EXERCISES:
1. In the sermon on gifts, repeat the passage starting with "So everyone has" and going on through "to the full.".
2. Translate this sentence from the sermon on gifts into Spanish: "I honestly think it is better to give than to receive."
3. According to the sermon on gifts, what job does the speaker have at the Vicarage?

# START OF PASSAGE TO READ

Generosity and Gifts Week 2

Readings: 1 Corinthians 12:4-19 and Matthew 25:14-29

I wonder if any of you know someone like my Auntie Mary. Now some people, when they are invited round for a meal, will bring a small gift – maybe some flowers, some sweets for after the meal or a bottle of something, which is lovely and more than is expected. However, my Auntie Mary is a great shopper and is always finding unusual and special things, so when she turns up for a visit, she will bring a small gift, but it will be a very personal thing chosen because it made her think of her host. She is quite remarkable and rather infuriating because it is impossible to do the same in return. But I was thinking about how that aspect of my Auntie Mary is very like God   When God is invited into our lives, when the Holy Spirit arrives in our hearts, God brings all sorts of gifts. Some gifts are for all who are children of God: love forgiveness freedom hope, but also some gifts that are just for you.

So what sort of gifts, just for you, just for me, does God give.

Some gifts God gives are natural gifts. They are there already in the way God made you, and God simply gives you a new way of using them. So the person who is naturally good at getting a party going will be brilliant at making people feel welcome. The person who is good at organising, if they offer that gift to God, will find themselves organising events or projects which bless others. The person who is good at listening will find they can offer help to people who need somewhere safe to open up

Some gifts are supernatural gifts which are beyond what normal humans might be able to do. Our Pentecostal sisters and brothers are good at recognising these, while in our branch of the Church of England, we are a bit more shy about talking about them. But they are true and some people have them nonetheless. People who, with God’s help can give just the right bit of advice that changes someone’s life. People who just know stuff sometimes, not in a creepy way but in a way that helps them love and helps others better. People who pray and see answers to their prayers for which there is no rational explanation. People who can cut through the noise and fake news and see the world from God’s point of view. People who can just spot what is good and true in confusing situations. These are like human skills plus – abilities that are a bit too wise and wonderful to be entirely down to the talents of the person.

I wonder who does the gift buying in your home. It is my job at the Vicarage and I love it. I honestly think it is better to give than to receive. For the true gift-giver, there is nothing we love more than seeing our gifts opened, enjoyed and even used. Unopened, unused unenjoyed gifts make us feel so sad! And I do wonder if this is how God feels about the gifts God gives us and we don’t recognise, use or enjoy.

So everyone has gifts and everyone has gifts that are just for them and God really wants us to use them because:

God loves us and wants us to be all we can be. It would be weird to travel through life using only one of your two arms. In the same way, if we only use some of the gifts and abilities God has given us, we don’t live life to the full.

God has designed his family to work best when all of us are doing the things we are gifted to do. Your gifts are given so that together we are blessed!

# END OF PASSAGE TO READ
# START OF MATERIAL

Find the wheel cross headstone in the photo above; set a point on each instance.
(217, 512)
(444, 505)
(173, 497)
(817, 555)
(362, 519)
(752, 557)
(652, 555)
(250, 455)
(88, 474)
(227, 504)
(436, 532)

# END OF MATERIAL

SOLUTIONS PER TASK:
1.
So everyone has gifts and everyone has gifts that are just for them and God really wants us to use them because:

God loves us and wants us to be all we can be. It would be weird to travel through life using only one of your two arms. In the same way, if we only use some of the gifts and abilities God has given us, we don’t live life to the full.

2. Sinceramente creo que es mejor dar que recibir.

3. The gift buying.